* **What needs to be done**
What you return must match the records exactly.

* **Material provided**
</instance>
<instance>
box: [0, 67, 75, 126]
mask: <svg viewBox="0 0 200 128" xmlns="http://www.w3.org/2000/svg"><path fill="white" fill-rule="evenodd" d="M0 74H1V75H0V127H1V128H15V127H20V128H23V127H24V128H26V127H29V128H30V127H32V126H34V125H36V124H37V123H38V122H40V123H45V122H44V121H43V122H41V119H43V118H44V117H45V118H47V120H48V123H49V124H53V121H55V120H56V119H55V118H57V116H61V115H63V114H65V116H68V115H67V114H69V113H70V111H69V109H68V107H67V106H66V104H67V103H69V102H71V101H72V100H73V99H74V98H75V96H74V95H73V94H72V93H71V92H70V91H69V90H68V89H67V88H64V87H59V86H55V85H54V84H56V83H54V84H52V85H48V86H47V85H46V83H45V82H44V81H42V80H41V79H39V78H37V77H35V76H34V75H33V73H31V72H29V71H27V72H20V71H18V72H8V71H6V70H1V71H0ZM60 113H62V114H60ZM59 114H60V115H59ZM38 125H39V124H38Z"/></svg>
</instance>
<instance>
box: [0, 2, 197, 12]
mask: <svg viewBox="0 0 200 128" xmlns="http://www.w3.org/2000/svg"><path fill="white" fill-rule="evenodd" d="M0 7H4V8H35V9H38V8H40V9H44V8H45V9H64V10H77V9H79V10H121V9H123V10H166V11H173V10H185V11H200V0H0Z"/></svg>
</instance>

* **Solution for this problem**
</instance>
<instance>
box: [0, 67, 75, 126]
mask: <svg viewBox="0 0 200 128" xmlns="http://www.w3.org/2000/svg"><path fill="white" fill-rule="evenodd" d="M0 74H1V75H0V127H1V128H15V127H20V128H23V127H24V128H26V127H29V128H30V127H32V126H34V125H36V124H37V123H38V122H40V123H45V122H44V121H43V122H41V119H43V118H44V117H45V118H47V120H48V123H49V124H53V121H55V120H56V119H55V118H57V116H61V115H63V114H65V116H68V115H67V114H69V113H70V111H69V109H68V107H67V106H66V104H67V103H69V102H71V101H72V100H73V99H74V98H75V96H74V95H73V94H72V93H71V92H70V91H69V90H68V89H67V88H64V87H59V86H55V85H54V84H56V83H54V84H52V85H48V86H47V85H46V83H45V82H44V81H42V80H41V79H39V78H37V77H35V76H34V75H33V73H31V72H29V71H27V72H20V71H18V72H8V71H6V70H1V71H0ZM60 113H62V114H60ZM59 114H60V115H59ZM38 125H39V124H38Z"/></svg>
</instance>
<instance>
box: [0, 2, 197, 12]
mask: <svg viewBox="0 0 200 128" xmlns="http://www.w3.org/2000/svg"><path fill="white" fill-rule="evenodd" d="M0 7H4V8H35V9H38V8H40V9H44V8H45V9H64V10H77V9H79V10H121V9H123V10H166V11H173V10H185V11H200V0H0Z"/></svg>
</instance>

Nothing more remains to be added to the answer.